EXERCISE TASK >> From the line containing "Where in this photo can the entrance" to the end of the listing, write out every line exactly; leave out everything else.

# start of THE DATA

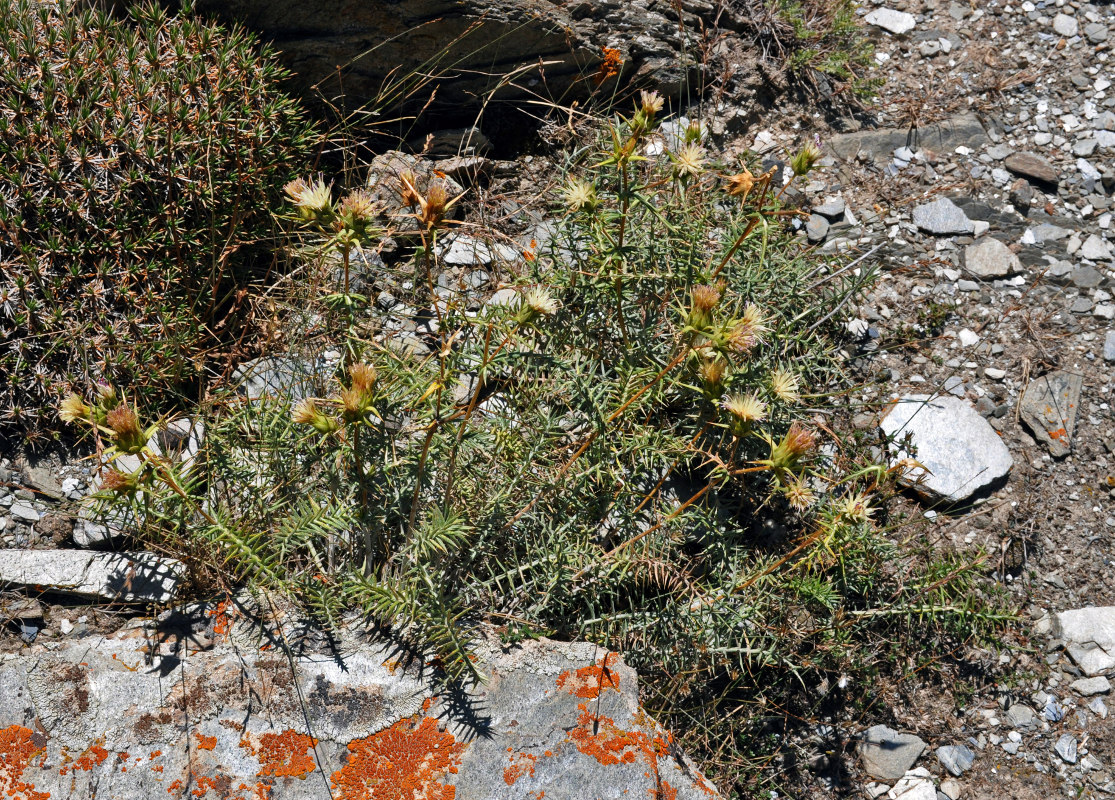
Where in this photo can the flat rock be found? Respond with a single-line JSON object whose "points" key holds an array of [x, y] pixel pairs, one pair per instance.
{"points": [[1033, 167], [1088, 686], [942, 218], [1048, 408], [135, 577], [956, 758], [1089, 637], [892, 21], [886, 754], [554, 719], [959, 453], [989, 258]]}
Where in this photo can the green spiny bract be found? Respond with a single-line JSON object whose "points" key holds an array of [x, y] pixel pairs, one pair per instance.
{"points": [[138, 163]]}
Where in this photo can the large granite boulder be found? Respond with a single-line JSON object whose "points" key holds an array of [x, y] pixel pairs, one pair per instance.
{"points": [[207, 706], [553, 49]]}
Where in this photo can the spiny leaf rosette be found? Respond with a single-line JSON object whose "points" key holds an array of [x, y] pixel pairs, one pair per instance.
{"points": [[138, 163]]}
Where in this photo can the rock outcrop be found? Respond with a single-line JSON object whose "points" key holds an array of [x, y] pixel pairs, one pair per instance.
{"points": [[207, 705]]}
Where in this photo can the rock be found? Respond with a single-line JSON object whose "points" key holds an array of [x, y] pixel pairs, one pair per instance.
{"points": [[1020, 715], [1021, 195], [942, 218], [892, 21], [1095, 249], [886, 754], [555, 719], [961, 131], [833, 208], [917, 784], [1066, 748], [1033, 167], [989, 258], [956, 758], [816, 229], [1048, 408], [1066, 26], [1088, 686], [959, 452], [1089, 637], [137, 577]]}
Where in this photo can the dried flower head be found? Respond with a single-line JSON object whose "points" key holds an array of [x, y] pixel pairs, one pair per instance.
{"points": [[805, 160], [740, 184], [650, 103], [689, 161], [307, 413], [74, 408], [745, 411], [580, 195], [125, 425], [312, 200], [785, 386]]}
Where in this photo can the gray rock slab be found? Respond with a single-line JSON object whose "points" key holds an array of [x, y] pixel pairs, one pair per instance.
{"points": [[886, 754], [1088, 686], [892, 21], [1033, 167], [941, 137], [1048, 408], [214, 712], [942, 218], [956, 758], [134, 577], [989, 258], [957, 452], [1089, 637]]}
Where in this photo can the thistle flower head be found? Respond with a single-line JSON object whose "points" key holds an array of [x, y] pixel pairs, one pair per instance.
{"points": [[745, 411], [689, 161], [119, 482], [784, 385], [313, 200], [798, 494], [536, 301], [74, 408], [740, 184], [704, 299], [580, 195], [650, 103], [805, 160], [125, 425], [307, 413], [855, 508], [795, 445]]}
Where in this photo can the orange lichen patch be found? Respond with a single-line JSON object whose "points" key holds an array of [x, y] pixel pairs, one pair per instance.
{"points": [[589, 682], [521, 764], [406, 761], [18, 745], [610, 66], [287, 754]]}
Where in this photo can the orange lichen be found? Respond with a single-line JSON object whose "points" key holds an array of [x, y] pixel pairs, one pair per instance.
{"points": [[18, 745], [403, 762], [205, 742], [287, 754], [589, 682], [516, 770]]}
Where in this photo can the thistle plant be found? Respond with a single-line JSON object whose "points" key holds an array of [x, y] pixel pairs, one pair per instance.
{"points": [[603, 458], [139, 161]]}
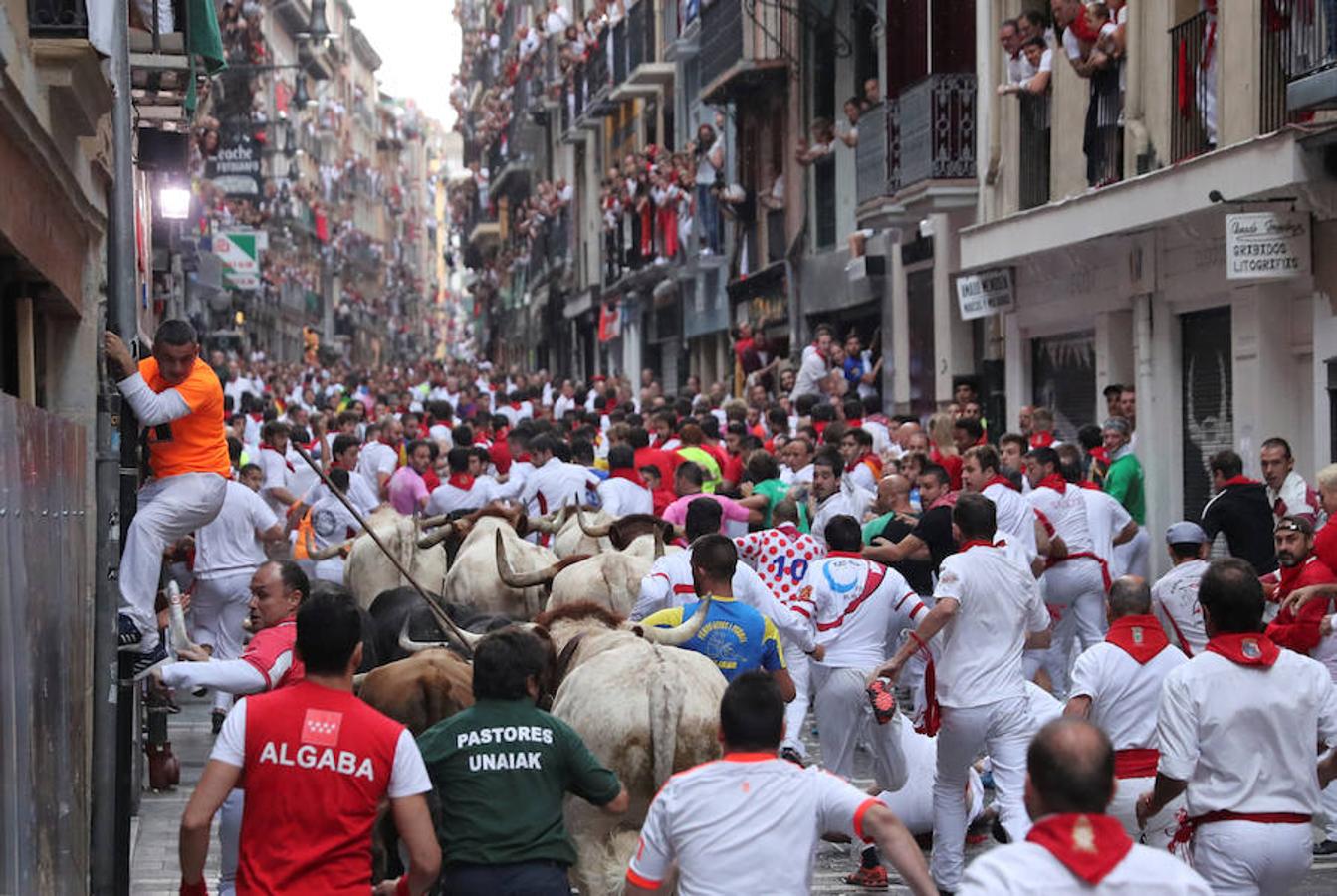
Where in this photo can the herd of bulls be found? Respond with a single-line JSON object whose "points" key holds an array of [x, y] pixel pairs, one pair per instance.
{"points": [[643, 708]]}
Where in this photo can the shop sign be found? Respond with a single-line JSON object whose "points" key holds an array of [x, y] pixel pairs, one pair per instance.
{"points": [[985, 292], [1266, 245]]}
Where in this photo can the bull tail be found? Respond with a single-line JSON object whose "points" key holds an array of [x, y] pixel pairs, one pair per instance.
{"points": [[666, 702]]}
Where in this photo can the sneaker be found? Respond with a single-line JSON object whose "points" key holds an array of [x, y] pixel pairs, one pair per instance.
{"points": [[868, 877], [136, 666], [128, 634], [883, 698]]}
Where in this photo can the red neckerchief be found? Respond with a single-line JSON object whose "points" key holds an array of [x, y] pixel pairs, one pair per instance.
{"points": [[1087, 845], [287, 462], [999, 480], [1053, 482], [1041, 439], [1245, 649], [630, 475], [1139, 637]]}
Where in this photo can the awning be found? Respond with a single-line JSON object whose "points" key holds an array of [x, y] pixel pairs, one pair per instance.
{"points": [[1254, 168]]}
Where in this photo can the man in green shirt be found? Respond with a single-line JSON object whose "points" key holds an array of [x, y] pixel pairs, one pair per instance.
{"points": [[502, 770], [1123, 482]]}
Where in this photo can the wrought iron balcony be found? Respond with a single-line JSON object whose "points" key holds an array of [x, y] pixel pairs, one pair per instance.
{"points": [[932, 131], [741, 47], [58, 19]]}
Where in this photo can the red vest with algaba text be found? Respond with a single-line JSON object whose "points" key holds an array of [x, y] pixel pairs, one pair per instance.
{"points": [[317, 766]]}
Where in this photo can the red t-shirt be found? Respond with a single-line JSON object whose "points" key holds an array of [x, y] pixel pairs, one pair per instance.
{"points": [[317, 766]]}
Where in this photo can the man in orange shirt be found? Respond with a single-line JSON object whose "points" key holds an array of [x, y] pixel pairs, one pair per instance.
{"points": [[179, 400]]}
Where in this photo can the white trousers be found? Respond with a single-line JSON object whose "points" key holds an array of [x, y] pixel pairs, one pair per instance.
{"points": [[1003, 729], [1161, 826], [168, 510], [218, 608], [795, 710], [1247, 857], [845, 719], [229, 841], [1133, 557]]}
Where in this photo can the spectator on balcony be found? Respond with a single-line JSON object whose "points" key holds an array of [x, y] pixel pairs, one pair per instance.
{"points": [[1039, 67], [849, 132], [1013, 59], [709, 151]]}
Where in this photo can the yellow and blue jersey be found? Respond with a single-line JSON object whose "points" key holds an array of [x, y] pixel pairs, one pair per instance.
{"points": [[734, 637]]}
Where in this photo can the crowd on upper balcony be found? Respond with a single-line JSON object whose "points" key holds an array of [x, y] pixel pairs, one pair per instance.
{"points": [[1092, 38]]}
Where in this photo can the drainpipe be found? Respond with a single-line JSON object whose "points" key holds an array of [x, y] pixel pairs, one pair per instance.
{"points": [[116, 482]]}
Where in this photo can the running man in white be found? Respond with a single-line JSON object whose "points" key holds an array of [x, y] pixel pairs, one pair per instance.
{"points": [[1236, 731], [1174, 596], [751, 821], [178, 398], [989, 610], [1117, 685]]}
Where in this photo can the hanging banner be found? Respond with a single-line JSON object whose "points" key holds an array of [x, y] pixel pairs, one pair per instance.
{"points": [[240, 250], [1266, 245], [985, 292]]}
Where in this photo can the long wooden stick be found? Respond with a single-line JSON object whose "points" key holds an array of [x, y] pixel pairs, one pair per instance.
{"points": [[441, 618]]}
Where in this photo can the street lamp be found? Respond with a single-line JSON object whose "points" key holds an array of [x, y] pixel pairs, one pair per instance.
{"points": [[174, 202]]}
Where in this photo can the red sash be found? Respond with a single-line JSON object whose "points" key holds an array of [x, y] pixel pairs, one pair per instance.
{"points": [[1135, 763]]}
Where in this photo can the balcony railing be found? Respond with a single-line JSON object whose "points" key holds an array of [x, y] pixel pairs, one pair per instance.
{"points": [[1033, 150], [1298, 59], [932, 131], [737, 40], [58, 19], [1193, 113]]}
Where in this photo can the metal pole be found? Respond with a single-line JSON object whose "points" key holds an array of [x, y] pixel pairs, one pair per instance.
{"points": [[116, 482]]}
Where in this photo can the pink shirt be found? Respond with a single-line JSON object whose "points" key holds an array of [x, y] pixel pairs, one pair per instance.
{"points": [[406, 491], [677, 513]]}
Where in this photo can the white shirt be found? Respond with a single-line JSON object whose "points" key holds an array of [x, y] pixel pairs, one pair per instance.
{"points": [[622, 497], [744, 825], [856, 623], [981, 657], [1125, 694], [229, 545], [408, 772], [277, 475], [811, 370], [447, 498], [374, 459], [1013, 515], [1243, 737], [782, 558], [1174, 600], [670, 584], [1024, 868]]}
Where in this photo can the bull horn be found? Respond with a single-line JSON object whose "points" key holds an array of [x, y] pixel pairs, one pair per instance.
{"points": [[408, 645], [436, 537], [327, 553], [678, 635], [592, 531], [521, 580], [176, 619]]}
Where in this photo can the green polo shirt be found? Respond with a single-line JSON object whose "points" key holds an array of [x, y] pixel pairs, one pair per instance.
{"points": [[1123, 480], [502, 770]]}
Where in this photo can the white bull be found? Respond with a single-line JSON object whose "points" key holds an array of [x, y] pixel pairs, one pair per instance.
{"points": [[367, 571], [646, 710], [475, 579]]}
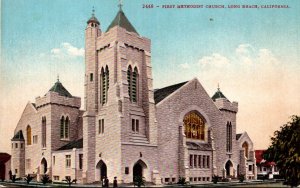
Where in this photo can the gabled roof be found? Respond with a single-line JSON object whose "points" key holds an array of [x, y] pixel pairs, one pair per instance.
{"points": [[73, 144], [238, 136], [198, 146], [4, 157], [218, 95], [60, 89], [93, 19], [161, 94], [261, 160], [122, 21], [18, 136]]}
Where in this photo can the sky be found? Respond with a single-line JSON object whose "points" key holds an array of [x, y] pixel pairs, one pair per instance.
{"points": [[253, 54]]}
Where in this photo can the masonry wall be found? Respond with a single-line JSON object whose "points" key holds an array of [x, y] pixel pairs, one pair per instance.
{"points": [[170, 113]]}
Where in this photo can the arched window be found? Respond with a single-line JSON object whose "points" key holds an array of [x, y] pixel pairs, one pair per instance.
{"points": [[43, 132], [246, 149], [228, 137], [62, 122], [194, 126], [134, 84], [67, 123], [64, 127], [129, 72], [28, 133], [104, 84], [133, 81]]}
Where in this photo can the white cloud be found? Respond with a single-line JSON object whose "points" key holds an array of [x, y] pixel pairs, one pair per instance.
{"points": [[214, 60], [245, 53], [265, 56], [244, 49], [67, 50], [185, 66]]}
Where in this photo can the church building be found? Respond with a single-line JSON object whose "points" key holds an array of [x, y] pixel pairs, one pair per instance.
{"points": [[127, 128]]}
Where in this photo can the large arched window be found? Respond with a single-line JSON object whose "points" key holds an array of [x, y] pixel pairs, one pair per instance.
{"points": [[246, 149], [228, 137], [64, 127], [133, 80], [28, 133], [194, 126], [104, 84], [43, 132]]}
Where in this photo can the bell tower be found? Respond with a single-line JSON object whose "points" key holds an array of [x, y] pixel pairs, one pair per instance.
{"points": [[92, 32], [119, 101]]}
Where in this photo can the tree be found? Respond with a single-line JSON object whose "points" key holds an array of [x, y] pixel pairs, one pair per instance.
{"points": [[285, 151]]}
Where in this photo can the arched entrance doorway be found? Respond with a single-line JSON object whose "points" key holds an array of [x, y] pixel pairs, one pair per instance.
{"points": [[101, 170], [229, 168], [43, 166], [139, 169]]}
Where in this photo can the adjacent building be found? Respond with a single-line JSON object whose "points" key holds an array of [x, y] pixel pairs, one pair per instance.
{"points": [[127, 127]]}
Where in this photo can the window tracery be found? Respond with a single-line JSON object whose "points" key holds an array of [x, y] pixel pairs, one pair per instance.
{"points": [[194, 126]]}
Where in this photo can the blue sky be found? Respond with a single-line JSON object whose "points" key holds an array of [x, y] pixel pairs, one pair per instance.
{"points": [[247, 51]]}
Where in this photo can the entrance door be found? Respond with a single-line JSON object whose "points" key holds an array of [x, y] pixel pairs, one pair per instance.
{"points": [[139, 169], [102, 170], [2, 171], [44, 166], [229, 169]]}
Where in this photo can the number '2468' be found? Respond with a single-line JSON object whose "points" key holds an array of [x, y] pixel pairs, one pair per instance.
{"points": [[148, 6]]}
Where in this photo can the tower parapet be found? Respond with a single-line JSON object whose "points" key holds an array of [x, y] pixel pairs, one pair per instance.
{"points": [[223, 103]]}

# end of THE DATA

REPLY TO THE EXERCISE >>
Where in this photo can the entrance door be found? Respond with a single-line JSON object whose "points" key holds an array of [x, y] pixel pairs, one pair per instance.
{"points": [[139, 169], [102, 170], [2, 171], [44, 166], [229, 169]]}
Where in this photo can the number '2468' be found? Respond with a single-line JSON object whose "points" key holds an array of [x, y] pixel pairs, one pair per instance.
{"points": [[148, 6]]}
Where in this photo can the tower parapet be found? Respond with a single-line JSON object whose "points" key holds an array of [x, y] pixel pairs, one pair per instance.
{"points": [[223, 103]]}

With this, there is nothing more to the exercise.